**TEXT SHOWN:**
* START *

You follow a systematic procedure to balance the equation.

The other product is calcium hydroxide.

Start by converting the words to a chemical equation.:

#"CaC"_2 + "H"_2"O" → "C"_2"H"_2 + "Ca(OH)"_2#

A method that often works is first to balance everything other than #"O"# and #"H"#, then balance #"O"#, and finally balance #"H"#.

Another useful procedure is to start with what looks like the most complicated formula.

The most complicated formula looks like #"Ca(OH)"_2#. We put a 1 in front of it to remind ourselves that the number is now fixed.

#"CaC"_2 + "H"_2"O" → "C"_2"H"_2 + color(red)(1)"Ca(OH)"_2#

**Balance #"Ca"#:**

We have #"1 Ca"# on the right, so we need #"1 Ca"# on the left. We put a 1 in front of the #"CaC"_2#.

#color(orange)(1)"CaC"_2 + "H"_2"O" → "C"_2"H"_2 + color(red)(1)"Ca(OH)"_2#

**Balance #"C"#:**

We have fixed #"2 C"# on the left. We need #"2 C"# on the right. Put a 1 in front of #"C"_2"H"_2#.

#color(orange)(1)"CaC"_2 + "H"_2"O" → color(blue)(1)"C"_2"H"_2 + color(red)(1)"Ca(OH)"_2#

**Balance #"O"#:**

We have fixed #"2 O"# on the right. We need #"2 O"# on the left. Put a 2 in front of #"H"_2"O"#.

#color(orange)(1)"CaC"_2 + color(purple)(2)"H"_2"O" → color(blue)(1)"C"_2"H"_2 + color(red)(1)"Ca(OH)"_2#

Every formula now has a coefficient. We should have a balanced equation.

Let's check.

#bb("Atom" color(white)(m)"lhs"color(white)(m)"rhs")#

#color(white)(m)"Ca"color(white)(mml)1color(white)(mml)1#

#color(white)(m)"C"color(white)(mmm)2color(white)(mml)2#

#color(white)(m)"H"color(white)(mmm)4color(white)(mml)4#

#color(white)(m)"O"color(white)(mmm)2color(white)(mml)2#

All atoms balance. The balanced equation is

#"CaC"_2 + "2H"_2"O" → "C"_2"H"_2 + "Ca(OH)"_2#

* END *

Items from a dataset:
* START *

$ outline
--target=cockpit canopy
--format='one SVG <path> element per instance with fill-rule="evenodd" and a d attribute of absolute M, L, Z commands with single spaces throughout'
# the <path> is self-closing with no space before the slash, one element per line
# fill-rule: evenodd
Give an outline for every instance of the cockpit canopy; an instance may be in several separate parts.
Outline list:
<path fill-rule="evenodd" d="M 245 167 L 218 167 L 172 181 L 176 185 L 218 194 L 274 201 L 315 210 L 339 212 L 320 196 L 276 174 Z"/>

* END *

**PROBLEMS AND TASKS:**
1 – Summarize the text on balancing the equation in two sentences.
2 – Repeat the text on balancing the equation from "You follow a" up to and including "is now fixed.".
The records have no connection to the text on balancing the equation.

**EXERCISE RESPONSES:**
1 – The text converts the reaction of CaC2 with H2O, which gives C2H2 and calcium hydroxide, into a chemical equation. It then fixes a 1 in front of Ca(OH)2, the most complicated formula, balances Ca, C, and O in turn, and confirms by checking every atom that the balanced equation is CaC2 + 2H2O → C2H2 + Ca(OH)2.

2 –
You follow a systematic procedure to balance the equation.

The other product is calcium hydroxide.

Start by converting the words to a chemical equation.:

#"CaC"_2 + "H"_2"O" → "C"_2"H"_2 + "Ca(OH)"_2#

A method that often works is first to balance everything other than #"O"# and #"H"#, then balance #"O"#, and finally balance #"H"#.

Another useful procedure is to start with what looks like the most complicated formula.

The most complicated formula looks like #"Ca(OH)"_2#. We put a 1 in front of it to remind ourselves that the number is now fixed.